** START OF Document section **
# What To Take



## rives35 (Feb 1, 2005)

Hello everyone,

I am taking my first trip with my new trailer this weekend.







I was wondering, if there were two item you wouldn't leave home without, what would they be? I am excluding toiletries, cooking utensils, extension chords, food, drinks, etc.

We have all of theseitems listed above, but since it will be our first time, I was wondering what your suggestions would be. I am taking a piece of paper and an ink pen to start a list.

Thank you,


----------



## PDX_Doug (Nov 16, 2004)

Scott,

I would take a basic tool box. A selection of screwdrivers, pliers, hammer, wrenches, etc.

Things can go wrong at anytime, and as much as we would all like to think Keystones (or any other manufacturers) Q.C. are perfect. Problems are probably more likely to occur on your first trip than any other time







. Take a walk around your Outback, poke your head in the various hatches and openings, you should get an idea pretty quick of what tools you might need, and what you might be capable of fixing on site.

Item number two? No question...A BLENDER!!!









Next stop Margaritaville!









Happy Trails,
Doug


----------



## Mgonzo2u (Aug 3, 2004)

Cell phone, rugs for the floors and a broom to clean the floor often.


----------



## California Jim (Dec 11, 2003)

I never used to carry water or power extensions until the one time they wouldn't reach







Never leave without them now.


----------



## Thor (Apr 7, 2004)

Coffee Maker









Flashlight
Tool Box
Electrical Tape
Tie wraps
water hose and electrical extention
Map
Levelling blocks for side to side
electrical adaptor
Lots of Fun

Thor


----------



## RCColby (Oct 12, 2004)

Scott,
I always take my laptop computer for email and surfing when the park has wi-fi and also a small ladder is nice.
happy camping,
Bob


----------



## NDJollyMon (Aug 22, 2003)

PDX_Doug said:


> Next stop Margaritaville!
> 
> 
> 
> ...


I like your style!!!









A fan
A spaceheater


----------



## missouricamper (Jun 28, 2004)
** END OF Document section **
** START OF Data provided **
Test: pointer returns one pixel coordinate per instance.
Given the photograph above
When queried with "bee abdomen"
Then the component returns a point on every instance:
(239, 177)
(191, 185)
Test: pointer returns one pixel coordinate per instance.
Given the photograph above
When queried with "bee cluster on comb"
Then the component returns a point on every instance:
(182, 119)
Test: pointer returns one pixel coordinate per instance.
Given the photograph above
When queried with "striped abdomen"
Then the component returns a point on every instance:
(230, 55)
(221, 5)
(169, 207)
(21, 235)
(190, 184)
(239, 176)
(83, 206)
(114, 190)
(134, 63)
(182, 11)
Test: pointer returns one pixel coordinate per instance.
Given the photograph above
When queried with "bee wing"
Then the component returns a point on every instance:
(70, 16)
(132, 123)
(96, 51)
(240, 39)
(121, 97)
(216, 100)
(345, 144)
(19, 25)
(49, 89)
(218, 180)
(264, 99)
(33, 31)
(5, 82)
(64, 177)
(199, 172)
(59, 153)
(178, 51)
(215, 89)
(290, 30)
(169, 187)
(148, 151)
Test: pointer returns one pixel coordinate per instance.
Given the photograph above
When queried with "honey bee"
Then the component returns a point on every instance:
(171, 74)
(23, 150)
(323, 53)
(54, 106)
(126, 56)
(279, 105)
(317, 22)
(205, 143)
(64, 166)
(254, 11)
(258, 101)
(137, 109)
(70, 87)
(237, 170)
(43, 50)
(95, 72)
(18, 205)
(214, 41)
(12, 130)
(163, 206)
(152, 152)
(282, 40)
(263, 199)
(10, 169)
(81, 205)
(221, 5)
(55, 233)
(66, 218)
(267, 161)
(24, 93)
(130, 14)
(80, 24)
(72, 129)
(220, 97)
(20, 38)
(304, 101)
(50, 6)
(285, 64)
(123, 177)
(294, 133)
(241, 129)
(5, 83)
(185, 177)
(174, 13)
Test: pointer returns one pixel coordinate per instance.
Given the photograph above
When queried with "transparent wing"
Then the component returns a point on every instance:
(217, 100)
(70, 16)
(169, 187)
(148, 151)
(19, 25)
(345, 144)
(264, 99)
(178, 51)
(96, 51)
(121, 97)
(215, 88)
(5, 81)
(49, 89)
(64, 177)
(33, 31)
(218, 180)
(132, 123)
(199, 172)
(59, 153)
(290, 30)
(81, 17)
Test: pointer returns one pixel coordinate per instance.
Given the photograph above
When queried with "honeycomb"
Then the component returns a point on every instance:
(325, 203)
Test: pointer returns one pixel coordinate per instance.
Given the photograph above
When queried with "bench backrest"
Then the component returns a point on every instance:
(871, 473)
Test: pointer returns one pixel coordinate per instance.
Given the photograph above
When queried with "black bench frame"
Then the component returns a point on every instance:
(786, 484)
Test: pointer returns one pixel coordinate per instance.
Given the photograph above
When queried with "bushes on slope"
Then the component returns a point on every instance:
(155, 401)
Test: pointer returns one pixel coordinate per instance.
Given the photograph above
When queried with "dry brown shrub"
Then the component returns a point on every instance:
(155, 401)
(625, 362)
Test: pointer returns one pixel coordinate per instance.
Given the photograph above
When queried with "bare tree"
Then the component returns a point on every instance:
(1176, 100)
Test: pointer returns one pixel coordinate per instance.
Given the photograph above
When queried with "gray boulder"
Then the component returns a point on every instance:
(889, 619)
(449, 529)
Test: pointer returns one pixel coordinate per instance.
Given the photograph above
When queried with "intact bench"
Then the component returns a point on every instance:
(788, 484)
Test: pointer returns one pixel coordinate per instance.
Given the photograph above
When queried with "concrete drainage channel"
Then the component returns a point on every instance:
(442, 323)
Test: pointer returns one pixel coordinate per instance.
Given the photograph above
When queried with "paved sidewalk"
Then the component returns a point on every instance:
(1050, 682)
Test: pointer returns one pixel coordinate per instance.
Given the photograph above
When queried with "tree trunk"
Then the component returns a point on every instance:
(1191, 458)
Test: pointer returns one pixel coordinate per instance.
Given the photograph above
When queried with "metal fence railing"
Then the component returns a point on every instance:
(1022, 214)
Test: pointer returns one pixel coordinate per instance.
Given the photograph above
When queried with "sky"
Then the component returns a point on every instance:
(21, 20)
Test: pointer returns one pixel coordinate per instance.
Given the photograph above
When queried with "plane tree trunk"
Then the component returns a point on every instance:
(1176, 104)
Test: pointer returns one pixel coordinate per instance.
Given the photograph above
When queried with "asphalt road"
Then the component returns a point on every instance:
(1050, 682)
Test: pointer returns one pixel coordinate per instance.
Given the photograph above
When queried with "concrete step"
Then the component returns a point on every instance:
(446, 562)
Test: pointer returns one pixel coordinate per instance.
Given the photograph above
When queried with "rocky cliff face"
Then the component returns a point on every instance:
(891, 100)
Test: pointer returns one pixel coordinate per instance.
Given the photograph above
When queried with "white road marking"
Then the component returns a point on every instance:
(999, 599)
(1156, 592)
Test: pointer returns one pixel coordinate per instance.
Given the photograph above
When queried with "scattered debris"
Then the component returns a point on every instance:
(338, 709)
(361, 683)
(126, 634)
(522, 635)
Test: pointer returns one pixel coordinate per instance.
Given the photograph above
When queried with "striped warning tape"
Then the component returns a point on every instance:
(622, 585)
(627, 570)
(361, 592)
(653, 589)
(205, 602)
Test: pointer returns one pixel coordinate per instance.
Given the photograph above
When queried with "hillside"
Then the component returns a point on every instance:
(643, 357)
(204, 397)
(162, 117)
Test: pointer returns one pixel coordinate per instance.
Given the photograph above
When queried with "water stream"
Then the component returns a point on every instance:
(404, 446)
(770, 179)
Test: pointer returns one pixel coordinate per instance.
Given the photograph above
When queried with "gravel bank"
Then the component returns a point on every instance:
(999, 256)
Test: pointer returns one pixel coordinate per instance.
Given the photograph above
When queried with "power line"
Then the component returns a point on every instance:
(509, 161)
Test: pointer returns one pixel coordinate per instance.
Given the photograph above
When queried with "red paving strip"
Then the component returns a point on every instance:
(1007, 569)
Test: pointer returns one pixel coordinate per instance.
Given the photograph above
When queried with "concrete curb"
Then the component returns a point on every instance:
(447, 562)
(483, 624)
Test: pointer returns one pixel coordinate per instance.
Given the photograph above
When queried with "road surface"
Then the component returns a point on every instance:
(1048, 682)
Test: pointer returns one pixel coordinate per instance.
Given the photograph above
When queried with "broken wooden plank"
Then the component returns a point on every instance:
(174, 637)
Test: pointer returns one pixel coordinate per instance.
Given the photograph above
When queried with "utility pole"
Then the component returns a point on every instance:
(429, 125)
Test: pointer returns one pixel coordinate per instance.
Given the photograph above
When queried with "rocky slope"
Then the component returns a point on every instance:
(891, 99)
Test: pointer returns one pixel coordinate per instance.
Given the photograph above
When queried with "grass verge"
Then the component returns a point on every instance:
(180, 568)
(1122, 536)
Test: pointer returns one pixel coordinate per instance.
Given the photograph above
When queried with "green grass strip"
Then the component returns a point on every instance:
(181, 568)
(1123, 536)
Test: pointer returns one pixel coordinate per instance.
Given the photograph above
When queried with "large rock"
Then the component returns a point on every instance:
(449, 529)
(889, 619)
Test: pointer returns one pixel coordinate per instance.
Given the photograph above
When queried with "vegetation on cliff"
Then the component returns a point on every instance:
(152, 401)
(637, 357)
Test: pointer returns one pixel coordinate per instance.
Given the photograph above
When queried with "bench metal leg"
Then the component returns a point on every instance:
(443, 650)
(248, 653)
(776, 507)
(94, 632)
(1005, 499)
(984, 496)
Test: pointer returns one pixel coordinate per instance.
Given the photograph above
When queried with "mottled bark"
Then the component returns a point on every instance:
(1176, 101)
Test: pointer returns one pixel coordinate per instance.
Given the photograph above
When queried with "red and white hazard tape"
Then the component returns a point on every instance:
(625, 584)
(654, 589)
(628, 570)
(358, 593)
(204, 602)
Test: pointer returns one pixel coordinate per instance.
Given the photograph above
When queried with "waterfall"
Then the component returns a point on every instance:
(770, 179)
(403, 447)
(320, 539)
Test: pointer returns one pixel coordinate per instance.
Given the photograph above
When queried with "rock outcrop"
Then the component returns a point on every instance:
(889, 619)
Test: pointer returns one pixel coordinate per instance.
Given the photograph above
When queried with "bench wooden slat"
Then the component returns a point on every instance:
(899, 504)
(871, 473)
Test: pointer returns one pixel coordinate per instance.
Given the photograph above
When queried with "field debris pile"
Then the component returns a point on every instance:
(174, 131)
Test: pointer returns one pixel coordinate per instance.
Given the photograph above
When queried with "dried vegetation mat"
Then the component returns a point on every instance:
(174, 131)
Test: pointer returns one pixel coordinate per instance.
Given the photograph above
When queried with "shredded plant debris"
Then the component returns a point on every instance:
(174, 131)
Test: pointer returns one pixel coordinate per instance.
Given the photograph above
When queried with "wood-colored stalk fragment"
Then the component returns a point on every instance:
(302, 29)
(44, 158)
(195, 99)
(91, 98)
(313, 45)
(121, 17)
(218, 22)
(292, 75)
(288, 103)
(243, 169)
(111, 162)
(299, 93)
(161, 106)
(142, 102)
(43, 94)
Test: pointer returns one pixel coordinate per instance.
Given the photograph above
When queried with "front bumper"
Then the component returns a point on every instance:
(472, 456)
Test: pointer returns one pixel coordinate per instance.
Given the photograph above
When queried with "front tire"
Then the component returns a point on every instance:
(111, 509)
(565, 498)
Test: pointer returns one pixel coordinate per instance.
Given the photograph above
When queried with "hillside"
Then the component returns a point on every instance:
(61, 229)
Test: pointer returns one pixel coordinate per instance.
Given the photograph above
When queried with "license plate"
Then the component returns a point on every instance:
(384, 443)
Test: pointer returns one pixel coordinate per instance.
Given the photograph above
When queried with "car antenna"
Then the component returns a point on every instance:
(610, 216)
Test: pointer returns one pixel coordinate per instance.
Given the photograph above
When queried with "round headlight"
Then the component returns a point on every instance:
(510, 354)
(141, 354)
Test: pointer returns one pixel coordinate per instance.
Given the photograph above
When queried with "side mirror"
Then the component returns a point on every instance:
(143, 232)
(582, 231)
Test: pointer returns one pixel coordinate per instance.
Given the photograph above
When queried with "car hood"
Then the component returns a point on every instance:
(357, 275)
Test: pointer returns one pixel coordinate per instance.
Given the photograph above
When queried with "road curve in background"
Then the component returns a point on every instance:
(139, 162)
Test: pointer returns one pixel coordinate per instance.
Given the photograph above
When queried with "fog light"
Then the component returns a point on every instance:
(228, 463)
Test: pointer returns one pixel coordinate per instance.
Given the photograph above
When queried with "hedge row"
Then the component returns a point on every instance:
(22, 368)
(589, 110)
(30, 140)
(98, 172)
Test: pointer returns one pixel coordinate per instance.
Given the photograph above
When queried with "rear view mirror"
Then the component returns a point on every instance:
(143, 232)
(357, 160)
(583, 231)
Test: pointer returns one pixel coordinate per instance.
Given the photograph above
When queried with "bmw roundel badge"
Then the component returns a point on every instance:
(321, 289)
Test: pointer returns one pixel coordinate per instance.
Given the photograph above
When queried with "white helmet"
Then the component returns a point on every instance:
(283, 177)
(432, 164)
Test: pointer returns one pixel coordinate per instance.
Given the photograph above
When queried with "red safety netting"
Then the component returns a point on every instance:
** END OF Data provided **
■ What you should do ■
Please reproduce the stretch of the trailer packing thread above from "We have all" through "hammer, wrenches, etc.", word for word.

■ Exercise response ■
We have all of theseitems listed above, but since it will be our first time, I was wondering what your suggestions would be. I am taking a piece of paper and an ink pen to start a list.

Thank you,


----------



## PDX_Doug (Nov 16, 2004)

Scott,

I would take a basic tool box. A selection of screwdrivers, pliers, hammer, wrenches, etc.